## Goal 1
In the entries below, arrange the lines from the one containing "Task: annotate a point on every instance of the black window" through the end of the entries as a numbered list, with blank lines omitted.

## Text block
++++++++

# Mental Health in the Tech Industry Data Cleaning

Source: https://www.kaggle.com/datasets/anth7310/mental-health-in-the-tech-industry

Let's build the data cleaning class for further reference. In case of next year survey that can be used but before the data need to be review to check if some adaptations are required of course.

The supported questions are: 1, 2, 3, 4, 5, 6, 7, 8, 9, 12, 13, 22, 28, 30, 32, 33, 34, 48, 49, 50, 51, 54, 55, 56, 78, 79, 89, 93, 118

In [19]:
import sqlite3
import io
import shutil

In [29]:
class SurveyCleaning:
    ''' The class suppors data cleaning for the Mental Health in the Tech Industry Database 
        for the following questions: 1, 2, 3, 4, 5, 6, 7, 8, 9, 12, 13, 22, 28, 30, 32, 33, 
        34, 48, 49, 50, 51, 54, 55, 56, 78, 79, 89, 93, 118 
        The changes are done directly on provided database so please make sure the backup is done.
        The backup function can be used for that.
        The path is the directory where the database is stored e.g. DB/ 
        The db_name is the database name'''
    
    def __init__(self, path, db_name):
        self.path = path
        self.db_name = db_name
        self.question_ids = [1, 2, 3, 4, 5, 6, 7, 8, 9, 12, 13, 22, 28, 30, 32, 33, 
        34, 48, 49, 50, 51, 54, 55, 56, 78, 79, 89, 93, 118]
        
    def backup(self):
        ''' Create a backup for the database. '''
        # Copy the contents (no metadata) of the file named src to a file named dst.
        # https://docs.python.org/2/library/shutil.html
        try:
            shutil.copyfile(f'{self.path}{self.db_name}.sqlite', f'{self.path}{self.db_name}_backup.sqlite')

++++++++

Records

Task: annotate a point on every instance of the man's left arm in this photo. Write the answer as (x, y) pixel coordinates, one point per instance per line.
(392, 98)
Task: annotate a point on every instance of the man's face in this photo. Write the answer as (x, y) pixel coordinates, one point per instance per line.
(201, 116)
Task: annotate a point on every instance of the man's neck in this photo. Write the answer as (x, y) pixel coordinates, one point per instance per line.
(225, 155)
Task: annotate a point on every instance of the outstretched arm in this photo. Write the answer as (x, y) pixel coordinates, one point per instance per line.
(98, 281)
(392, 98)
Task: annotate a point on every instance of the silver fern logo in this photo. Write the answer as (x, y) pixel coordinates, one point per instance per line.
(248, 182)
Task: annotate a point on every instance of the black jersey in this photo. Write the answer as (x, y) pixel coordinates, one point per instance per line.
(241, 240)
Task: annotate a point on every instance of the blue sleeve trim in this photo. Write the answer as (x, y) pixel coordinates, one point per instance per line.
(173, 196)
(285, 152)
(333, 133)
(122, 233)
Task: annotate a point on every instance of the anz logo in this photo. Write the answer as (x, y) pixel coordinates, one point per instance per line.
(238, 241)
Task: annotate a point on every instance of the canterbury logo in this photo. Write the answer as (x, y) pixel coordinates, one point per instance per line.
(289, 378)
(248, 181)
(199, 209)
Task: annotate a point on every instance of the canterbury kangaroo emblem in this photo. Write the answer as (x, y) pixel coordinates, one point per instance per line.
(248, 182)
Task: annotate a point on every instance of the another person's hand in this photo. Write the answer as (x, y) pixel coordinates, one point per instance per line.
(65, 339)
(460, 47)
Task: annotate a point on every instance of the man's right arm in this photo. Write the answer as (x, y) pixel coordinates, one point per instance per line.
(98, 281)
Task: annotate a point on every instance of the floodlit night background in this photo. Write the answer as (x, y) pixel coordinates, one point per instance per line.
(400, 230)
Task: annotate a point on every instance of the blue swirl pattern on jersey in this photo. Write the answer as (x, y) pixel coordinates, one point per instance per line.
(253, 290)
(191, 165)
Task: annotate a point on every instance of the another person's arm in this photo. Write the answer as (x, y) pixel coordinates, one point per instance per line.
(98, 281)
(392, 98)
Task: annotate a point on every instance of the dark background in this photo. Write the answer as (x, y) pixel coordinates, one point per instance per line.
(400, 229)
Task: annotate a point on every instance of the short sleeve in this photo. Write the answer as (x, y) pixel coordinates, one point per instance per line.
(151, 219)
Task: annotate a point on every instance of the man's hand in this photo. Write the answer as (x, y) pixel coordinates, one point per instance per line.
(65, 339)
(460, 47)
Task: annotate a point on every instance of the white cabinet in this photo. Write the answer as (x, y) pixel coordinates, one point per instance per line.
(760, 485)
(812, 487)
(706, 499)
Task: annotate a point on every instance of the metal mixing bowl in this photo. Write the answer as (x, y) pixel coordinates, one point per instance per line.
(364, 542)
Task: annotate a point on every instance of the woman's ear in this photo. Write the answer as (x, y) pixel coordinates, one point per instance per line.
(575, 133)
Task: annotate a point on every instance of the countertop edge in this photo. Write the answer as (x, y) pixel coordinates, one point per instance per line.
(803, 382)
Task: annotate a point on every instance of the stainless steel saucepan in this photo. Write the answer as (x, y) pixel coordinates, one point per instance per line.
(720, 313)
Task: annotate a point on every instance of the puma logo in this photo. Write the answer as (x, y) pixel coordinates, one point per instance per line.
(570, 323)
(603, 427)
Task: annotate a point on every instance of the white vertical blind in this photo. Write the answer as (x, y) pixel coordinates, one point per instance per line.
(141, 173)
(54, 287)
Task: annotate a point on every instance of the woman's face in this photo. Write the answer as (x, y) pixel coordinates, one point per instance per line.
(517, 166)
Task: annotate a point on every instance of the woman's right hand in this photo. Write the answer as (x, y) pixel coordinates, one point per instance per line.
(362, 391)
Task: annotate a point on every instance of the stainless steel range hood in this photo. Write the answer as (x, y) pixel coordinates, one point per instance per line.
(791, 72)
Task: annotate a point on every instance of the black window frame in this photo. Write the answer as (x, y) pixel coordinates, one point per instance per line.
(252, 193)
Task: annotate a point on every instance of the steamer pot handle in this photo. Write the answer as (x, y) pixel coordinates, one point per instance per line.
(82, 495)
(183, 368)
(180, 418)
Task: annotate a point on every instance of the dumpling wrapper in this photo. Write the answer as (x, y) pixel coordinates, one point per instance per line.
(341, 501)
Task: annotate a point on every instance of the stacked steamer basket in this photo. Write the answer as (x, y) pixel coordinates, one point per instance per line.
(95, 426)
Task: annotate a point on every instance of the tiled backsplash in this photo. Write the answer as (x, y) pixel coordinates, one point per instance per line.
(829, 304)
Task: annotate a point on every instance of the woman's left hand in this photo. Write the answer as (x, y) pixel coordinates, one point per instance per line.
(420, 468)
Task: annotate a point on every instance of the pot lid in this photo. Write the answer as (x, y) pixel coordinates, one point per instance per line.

++++++++

## Goal 2
Which modules does the survey data cleaning code above import?

## Expected output 1
1. Task: annotate a point on every instance of the black window frame in this photo. Write the answer as (x, y) pixel coordinates, one point per instance per line.
2. (252, 193)
3. Task: annotate a point on every instance of the steamer pot handle in this photo. Write the answer as (x, y) pixel coordinates, one point per instance per line.
4. (82, 495)
5. (183, 368)
6. (180, 418)
7. Task: annotate a point on every instance of the dumpling wrapper in this photo. Write the answer as (x, y) pixel coordinates, one point per instance per line.
8. (341, 501)
9. Task: annotate a point on every instance of the stacked steamer basket in this photo. Write the answer as (x, y) pixel coordinates, one point per instance per line.
10. (95, 426)
11. Task: annotate a point on every instance of the tiled backsplash in this photo. Write the answer as (x, y) pixel coordinates, one point per instance per line.
12. (829, 304)
13. Task: annotate a point on every instance of the woman's left hand in this photo. Write the answer as (x, y) pixel coordinates, one point per instance per line.
14. (420, 468)
15. Task: annotate a point on every instance of the pot lid in this photo. Write the answer as (x, y) pixel coordinates, one point per instance per line.

## Expected output 2
sqlite3
io
shutil